DESCRIPTION OF THE TASK
The data below holds the lines to copy: everything from the line containing "the white rushing" to the line containing "Mark the yellow", both ends included, set down exactly.

TASK MATERIAL
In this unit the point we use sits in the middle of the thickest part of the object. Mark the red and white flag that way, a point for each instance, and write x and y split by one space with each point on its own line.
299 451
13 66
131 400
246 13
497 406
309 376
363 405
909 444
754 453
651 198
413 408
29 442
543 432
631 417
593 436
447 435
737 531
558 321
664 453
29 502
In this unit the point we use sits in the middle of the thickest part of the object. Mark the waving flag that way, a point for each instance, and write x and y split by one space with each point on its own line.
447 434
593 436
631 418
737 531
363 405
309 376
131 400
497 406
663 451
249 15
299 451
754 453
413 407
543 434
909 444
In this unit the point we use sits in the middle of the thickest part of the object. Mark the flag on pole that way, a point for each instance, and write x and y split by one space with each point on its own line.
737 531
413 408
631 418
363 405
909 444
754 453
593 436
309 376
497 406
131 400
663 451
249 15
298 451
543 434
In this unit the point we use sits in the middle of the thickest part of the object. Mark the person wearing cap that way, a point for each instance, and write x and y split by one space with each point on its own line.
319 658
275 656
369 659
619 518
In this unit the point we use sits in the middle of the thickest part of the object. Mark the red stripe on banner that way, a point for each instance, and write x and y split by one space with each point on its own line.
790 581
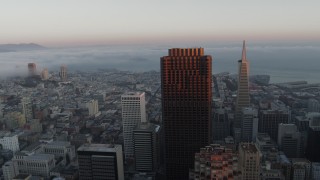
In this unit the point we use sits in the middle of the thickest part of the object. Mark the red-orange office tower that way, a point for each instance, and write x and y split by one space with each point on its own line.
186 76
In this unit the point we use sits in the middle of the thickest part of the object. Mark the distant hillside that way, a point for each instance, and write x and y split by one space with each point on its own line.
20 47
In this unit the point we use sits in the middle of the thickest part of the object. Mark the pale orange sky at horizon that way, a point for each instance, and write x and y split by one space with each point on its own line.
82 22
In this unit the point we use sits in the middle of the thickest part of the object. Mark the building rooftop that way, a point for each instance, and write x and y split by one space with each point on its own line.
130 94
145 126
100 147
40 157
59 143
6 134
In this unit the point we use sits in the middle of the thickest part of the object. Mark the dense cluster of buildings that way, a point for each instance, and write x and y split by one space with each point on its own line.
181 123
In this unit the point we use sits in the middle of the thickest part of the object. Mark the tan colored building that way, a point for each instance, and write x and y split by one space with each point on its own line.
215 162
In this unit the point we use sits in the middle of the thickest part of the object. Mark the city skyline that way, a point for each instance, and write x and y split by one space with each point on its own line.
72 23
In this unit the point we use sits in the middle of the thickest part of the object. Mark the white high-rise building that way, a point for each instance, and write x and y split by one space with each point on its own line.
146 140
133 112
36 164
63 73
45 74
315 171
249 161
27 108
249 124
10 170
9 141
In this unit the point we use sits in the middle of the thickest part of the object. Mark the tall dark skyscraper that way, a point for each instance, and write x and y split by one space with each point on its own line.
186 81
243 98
==
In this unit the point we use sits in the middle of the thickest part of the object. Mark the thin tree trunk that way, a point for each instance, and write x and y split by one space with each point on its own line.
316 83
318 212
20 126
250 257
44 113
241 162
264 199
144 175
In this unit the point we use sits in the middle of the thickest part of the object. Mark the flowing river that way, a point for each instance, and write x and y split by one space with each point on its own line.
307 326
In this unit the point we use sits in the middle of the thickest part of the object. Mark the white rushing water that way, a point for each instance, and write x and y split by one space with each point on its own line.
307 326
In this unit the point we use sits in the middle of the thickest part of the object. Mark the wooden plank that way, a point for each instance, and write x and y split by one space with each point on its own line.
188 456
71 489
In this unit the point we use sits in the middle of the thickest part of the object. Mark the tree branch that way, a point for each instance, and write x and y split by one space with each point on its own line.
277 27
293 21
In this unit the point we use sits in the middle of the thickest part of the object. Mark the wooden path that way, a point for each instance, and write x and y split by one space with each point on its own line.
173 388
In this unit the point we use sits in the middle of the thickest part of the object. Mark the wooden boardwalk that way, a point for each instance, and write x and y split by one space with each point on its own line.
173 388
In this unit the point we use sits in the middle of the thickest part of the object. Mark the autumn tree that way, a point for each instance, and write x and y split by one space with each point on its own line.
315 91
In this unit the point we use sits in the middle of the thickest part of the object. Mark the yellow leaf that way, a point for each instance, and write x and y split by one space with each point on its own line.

ANSWER FOR THE TASK
In this unit the point we use sits in the middle of the thickest part of the object. Mark the white rushing water that way, a point for each instance, and write x and y split by one space with each point on its own line.
307 326
In this unit the point we use sits in the middle of the thickest part of the object. Mark the wooden plank that way, a point for each instance, and write x and y split by one space with each point on its own line.
188 456
71 489
In this unit the point we use sits in the middle of the thickest part of the object. Mark the tree branch that way, a point for each instance, and write x and y split by one space with each point on its own line.
277 27
293 21
In this unit the point we use sits in the middle of the thickest part of the object. Mark the wooden path that way, a point for each instance, and write x and y split by one space with each point on its own line.
173 388
In this unit the point we use sits in the middle of the thickest part of the object. Mark the wooden boardwalk that way, a point for each instance, and write x and y split by one space with each point on its own line.
173 388
In this unit the point we use sits in the middle of the thickest part of the object. Mark the autumn tree that way, a point for each instance, and write x and y split by one space with each point on its own line.
315 91
In this unit the point we use sits in the middle of the thickest part of the object. Mark the yellow leaf that way, a point for each instance, and write x and y split by one space with each point on its own line.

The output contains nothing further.